== Aim of the exercise ==
Return exactly the span of lines that opens with the line containing "the baby's hand" and closes with the last line of the data, inclusive.

== Dataset rows ==

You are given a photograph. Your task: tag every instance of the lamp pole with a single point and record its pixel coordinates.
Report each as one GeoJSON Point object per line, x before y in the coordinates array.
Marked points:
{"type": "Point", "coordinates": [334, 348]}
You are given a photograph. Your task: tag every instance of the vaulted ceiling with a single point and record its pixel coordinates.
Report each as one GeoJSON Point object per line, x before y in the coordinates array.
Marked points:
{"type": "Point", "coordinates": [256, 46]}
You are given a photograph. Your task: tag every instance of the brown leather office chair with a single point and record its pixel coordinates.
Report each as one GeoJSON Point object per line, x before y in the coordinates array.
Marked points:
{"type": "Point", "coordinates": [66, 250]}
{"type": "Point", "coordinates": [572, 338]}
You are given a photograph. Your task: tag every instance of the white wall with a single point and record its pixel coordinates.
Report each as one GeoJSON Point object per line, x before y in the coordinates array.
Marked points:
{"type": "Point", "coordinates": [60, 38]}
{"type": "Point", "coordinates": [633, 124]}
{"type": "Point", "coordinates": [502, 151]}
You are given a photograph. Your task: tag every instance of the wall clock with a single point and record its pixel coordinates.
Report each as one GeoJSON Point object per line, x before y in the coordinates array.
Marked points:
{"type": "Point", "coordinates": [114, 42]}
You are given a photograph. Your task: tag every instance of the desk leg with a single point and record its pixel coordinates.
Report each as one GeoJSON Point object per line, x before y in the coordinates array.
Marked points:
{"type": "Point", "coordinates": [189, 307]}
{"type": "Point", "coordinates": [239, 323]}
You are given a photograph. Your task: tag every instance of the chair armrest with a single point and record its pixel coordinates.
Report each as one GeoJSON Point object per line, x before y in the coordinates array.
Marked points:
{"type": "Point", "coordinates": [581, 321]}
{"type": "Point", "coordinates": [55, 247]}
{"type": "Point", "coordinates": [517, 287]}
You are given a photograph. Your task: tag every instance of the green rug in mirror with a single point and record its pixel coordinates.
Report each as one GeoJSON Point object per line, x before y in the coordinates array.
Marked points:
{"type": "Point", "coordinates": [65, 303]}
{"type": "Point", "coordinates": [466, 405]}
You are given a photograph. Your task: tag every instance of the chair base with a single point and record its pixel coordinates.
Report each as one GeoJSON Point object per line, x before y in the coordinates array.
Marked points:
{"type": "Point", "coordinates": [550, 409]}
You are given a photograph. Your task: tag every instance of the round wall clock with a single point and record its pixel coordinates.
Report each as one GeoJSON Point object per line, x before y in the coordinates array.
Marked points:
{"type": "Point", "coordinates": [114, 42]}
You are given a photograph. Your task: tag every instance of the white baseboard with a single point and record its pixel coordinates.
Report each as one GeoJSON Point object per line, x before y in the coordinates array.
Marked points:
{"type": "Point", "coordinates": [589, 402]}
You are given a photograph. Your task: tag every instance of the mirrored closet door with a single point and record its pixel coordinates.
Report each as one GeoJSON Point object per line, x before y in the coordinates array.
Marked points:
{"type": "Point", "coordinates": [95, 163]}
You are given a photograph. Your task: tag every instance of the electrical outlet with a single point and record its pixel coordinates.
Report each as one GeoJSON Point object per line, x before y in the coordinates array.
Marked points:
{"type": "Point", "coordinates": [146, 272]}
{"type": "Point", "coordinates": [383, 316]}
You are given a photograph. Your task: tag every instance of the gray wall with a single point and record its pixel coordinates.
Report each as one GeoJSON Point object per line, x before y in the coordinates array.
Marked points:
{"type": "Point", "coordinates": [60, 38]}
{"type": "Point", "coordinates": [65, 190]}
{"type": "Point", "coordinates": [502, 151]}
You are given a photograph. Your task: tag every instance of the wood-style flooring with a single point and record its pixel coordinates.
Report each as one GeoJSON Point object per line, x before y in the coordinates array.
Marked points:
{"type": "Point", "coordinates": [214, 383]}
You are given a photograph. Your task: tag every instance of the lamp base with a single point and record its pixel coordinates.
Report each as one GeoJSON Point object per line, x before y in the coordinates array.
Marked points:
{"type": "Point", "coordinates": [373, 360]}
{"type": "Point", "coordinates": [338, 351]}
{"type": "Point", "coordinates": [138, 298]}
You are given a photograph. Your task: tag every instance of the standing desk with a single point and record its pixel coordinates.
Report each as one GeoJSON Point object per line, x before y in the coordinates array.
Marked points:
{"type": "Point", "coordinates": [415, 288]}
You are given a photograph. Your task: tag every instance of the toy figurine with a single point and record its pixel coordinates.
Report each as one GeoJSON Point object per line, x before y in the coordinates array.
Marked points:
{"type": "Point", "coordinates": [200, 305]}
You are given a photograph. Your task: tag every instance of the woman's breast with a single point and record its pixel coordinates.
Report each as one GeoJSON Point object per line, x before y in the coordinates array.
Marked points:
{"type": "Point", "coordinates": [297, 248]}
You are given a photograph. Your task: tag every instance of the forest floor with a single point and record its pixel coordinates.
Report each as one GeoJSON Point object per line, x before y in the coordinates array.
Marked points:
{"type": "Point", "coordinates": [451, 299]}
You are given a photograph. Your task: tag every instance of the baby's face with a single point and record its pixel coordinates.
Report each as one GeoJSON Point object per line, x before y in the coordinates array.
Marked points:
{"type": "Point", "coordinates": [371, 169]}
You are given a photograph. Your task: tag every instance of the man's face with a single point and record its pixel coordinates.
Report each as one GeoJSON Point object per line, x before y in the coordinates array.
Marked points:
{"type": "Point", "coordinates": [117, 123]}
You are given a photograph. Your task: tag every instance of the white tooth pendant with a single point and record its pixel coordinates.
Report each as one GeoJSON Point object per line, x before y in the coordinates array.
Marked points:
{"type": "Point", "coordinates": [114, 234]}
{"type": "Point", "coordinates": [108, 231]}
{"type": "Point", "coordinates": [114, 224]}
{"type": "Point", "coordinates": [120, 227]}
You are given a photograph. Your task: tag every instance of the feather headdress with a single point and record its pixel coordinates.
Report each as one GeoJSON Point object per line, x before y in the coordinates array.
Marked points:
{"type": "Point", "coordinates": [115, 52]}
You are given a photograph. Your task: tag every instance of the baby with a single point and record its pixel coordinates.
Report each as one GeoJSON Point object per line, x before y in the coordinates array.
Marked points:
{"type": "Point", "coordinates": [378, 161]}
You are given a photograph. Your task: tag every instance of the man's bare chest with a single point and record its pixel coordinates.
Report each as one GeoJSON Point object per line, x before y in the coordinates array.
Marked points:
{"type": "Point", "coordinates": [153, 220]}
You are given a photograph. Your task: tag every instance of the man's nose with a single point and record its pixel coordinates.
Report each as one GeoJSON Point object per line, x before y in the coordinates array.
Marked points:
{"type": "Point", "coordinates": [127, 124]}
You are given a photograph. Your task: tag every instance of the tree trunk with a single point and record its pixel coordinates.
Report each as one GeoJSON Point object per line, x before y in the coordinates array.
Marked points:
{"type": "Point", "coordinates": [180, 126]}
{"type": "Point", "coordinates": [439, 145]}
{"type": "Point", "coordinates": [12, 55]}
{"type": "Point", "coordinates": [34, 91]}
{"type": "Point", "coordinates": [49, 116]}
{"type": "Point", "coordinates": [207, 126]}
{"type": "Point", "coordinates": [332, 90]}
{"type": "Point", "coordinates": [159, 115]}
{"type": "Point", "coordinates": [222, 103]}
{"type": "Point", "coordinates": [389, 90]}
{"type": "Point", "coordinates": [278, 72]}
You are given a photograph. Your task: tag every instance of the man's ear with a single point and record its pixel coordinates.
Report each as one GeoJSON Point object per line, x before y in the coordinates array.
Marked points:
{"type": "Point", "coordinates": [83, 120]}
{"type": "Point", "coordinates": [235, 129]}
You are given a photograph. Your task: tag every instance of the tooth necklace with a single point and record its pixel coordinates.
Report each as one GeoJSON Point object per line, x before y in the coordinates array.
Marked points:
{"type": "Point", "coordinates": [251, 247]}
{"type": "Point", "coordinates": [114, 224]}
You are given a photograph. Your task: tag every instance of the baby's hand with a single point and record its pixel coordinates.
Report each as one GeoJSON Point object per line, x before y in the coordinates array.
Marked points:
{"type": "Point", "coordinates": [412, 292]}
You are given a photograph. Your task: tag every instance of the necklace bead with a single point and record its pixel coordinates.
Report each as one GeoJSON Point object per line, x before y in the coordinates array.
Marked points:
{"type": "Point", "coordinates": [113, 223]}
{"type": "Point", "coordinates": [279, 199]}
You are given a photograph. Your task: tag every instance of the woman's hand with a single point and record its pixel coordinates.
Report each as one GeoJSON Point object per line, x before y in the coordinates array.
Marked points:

== Exercise answer ==
You are given a photograph. Your task: tag every instance of the baby's hand with a single point and record its pixel coordinates.
Report each as one GeoJSON Point object per line, x before y in the coordinates array.
Marked points:
{"type": "Point", "coordinates": [412, 292]}
You are given a photograph. Your task: tag every instance of the necklace bead with a single point and record its pixel coordinates.
Report each as one GeoJSON Point object per line, x before y in the coordinates array.
Marked points:
{"type": "Point", "coordinates": [113, 223]}
{"type": "Point", "coordinates": [279, 199]}
You are given a photograph. Your task: tag every instance of the woman's hand with a single point and record its pixel coordinates.
Report each as one GeoJSON Point object per line, x before y in the coordinates array.
Marked points:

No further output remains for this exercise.